* Reading text *
Characterization of DMC cells. (a) Image depicting the expression of different stem cell markers in wild-type organisms. In the lower part drawings summarize and schematize the salient features of the different expression patterns. Arrows indicate the dorsal midline cord when stained. (b,c) Magnification of the planarian body region including the DMC stained by whole mount in situ hybridization with DjsoxP1 (b) and Djcdc25 (c) probes, respectively. (d) Image depicting the expression of DjPiwiA in treated animals. Arrows indicate the dorsal midline cord. Scale bar corresponds to 500 µm in (a,d) and 100 µm in (b,c).

Figure 2.

Characterization of DMC cells. (a) Co-localization of DjPiwiA transcript and protein in DMC cells of a CT6000 animal 7 days after treatment. (b) Co-localization of DjPiwiA transcript and protein in DMC cells of a DjPhb2(RNAi) animal 15 days after first dsRNA feeding. (c) Co-localization of DjPiwi1 transcript and DjPiwiA protein in DMC cells of a CT6000 animal 7 days after treatment. (d) Co-localization of DjPiwi1 transcript and DjPiwiA protein in DMC cells of a DjPhb2(RNAi) animal 15 days after first dsRNA feeding. Scale bar corresponds to 25 µm.

Cell cycle analysis in planarians treated with 5FU CT6000 at the time at which the only detectable DjPiwiA-positive cells are almost exclusively the DMC cells, reveals a dramatic drop in S phase cells, a reduction in G2 phase cells and a proportional increase in G1 phase cells (figure 3a,b). Accordingly, mitoses are almost undetectable (figure 3c). However, some rare dividing cells are detectable among DMC cells in challenging conditions after 5FU treatment [35,36], thus allowing to exclude that they are all definitely committed post-mitotic progenies and suggesting that some specific stimuli might trigger, at least for some of them, proliferative activity. Also in the case of DjPhb2 silencing, a dramatic drop in S phase (figure 4a,b) and mitosis (figure 4c) is detectable, together with a significant decrease in G2 cells, while G1 cells increase proportionally (figure 4b). Interestingly, in both DjPhb2(RNAi) and 5FU CT6000 as well as after X-ray treatment (figure 5) a proportion of G2 cells remains always detectable (figures 3–5), whose nature, especially 5 days after sterilizing X-ray doses, remains puzzling. As in some planarian species including D. japonica mixoploidy (2N, 3N and 4N) has been observed [40], we cannot exclude the possibility that a very small population of 4N cells in the G1 phase of the cell cycle contaminates the G2 peak of 2N cells. However, the comparison in the percentage of remaining G2 cells between 5FU CT6000 (11% ± 0.7), DjPhb2(RNAi) (8% ± 0.7) and 30 Gy (1% ± 0.07) specimens clearly indicates that in the first two cases many more G2 cells resist the treatment, suggesting that some of them might be part of the DMC cells. To verify this hypothesis, we investigated cell cycle distribution of DjPiwiA-positive cells by flow cytometry. In untreated controls, this analysis revealed that G2 cells split in two sub-populations, one negative and one positive for DjPiwiA (figure 6a,b). After 5FU CT6000 treatment, the remaining G2 cells also split in a negative population quantitatively comparable to that of untreated controls, and a positive population (figure 6a,b) suggesting that at least part of DMC cells are arrested in G2.

* Required tasks *
A – Answer these questions from the passage on DMC cells:
(i) In the first legend, what length does the scale bar correspond to in (b,c)?
(ii) How many days after first dsRNA feeding was the DjPhb2(RNAi) animal in the second legend examined?
(iii) What percentage of remaining G2 cells is reported for the 30 Gy specimens?
B – State whether each statement agrees with the passage on DMC cells, and quote the words that decide it.
(i) After 5FU CT6000 treatment, mitoses remain frequent.
(ii) Mixoploidy has been observed in some planarian species, including D. japonica.
(iii) In untreated controls, all G2 cells were positive for DjPiwiA.
The items are not needed for this work.

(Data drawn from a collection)
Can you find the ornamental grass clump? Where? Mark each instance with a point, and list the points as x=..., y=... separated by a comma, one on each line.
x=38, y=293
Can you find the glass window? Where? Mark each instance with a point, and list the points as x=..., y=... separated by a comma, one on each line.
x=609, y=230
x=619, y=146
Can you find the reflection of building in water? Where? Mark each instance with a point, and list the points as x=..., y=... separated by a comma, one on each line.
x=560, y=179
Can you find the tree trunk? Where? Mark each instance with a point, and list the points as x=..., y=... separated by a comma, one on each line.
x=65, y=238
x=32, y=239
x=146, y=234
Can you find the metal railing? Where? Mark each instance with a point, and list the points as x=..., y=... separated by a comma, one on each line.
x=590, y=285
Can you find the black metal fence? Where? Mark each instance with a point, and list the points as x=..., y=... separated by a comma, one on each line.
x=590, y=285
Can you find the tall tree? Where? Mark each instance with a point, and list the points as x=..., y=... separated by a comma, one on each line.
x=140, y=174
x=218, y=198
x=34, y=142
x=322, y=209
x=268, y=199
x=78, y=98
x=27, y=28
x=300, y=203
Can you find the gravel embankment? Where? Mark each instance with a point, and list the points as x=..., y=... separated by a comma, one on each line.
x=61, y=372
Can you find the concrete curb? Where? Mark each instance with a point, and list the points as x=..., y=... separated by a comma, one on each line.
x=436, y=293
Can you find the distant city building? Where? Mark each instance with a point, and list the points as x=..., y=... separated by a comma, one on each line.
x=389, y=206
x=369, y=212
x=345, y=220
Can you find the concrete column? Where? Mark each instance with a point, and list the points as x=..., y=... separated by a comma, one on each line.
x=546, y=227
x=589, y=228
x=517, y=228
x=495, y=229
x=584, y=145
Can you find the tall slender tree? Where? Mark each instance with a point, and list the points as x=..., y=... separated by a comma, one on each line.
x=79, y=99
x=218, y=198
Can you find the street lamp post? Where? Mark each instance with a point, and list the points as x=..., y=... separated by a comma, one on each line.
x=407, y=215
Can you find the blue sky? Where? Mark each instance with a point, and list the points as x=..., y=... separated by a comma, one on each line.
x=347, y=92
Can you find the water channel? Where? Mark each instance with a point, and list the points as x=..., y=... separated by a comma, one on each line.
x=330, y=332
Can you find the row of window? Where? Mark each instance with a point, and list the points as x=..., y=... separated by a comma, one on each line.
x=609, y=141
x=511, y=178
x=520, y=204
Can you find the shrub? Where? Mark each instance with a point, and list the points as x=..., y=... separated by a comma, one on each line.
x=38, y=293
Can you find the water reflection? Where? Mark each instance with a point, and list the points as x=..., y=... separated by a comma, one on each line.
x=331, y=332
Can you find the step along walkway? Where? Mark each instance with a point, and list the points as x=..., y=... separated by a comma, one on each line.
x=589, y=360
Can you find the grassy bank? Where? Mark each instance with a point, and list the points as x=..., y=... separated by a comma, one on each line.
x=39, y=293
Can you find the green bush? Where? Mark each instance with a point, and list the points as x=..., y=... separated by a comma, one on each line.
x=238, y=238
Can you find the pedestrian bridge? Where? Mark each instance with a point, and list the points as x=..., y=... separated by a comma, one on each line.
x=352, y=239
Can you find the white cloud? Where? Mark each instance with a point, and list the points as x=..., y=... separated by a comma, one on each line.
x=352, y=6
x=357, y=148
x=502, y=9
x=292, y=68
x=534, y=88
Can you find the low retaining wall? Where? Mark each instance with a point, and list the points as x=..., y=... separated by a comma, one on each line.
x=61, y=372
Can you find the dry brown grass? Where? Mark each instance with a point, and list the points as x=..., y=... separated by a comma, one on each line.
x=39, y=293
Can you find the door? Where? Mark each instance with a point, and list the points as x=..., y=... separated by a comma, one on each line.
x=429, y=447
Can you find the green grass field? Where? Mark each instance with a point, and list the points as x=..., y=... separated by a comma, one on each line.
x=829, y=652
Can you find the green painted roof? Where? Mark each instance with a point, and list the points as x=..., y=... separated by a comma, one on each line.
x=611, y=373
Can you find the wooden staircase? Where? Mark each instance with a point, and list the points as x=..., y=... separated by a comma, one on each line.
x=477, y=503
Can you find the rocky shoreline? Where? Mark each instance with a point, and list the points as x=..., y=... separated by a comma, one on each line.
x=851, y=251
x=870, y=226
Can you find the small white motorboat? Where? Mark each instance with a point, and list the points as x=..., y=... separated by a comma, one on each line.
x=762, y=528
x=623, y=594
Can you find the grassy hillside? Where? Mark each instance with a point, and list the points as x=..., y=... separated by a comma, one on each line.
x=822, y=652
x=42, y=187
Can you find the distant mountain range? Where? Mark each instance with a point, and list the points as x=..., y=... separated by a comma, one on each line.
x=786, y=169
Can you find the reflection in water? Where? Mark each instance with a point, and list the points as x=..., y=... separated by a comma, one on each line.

* Solution set *
A –
(i) 100 µm
(ii) 15 days
(iii) 1% ± 0.07

B –
(i) No: "Accordingly, mitoses are almost undetectable (figure 3c)."
(ii) Yes: "As in some planarian species including D. japonica mixoploidy (2N, 3N and 4N) has been observed"
(iii) No: "G2 cells split in two sub-populations, one negative and one positive for DjPiwiA"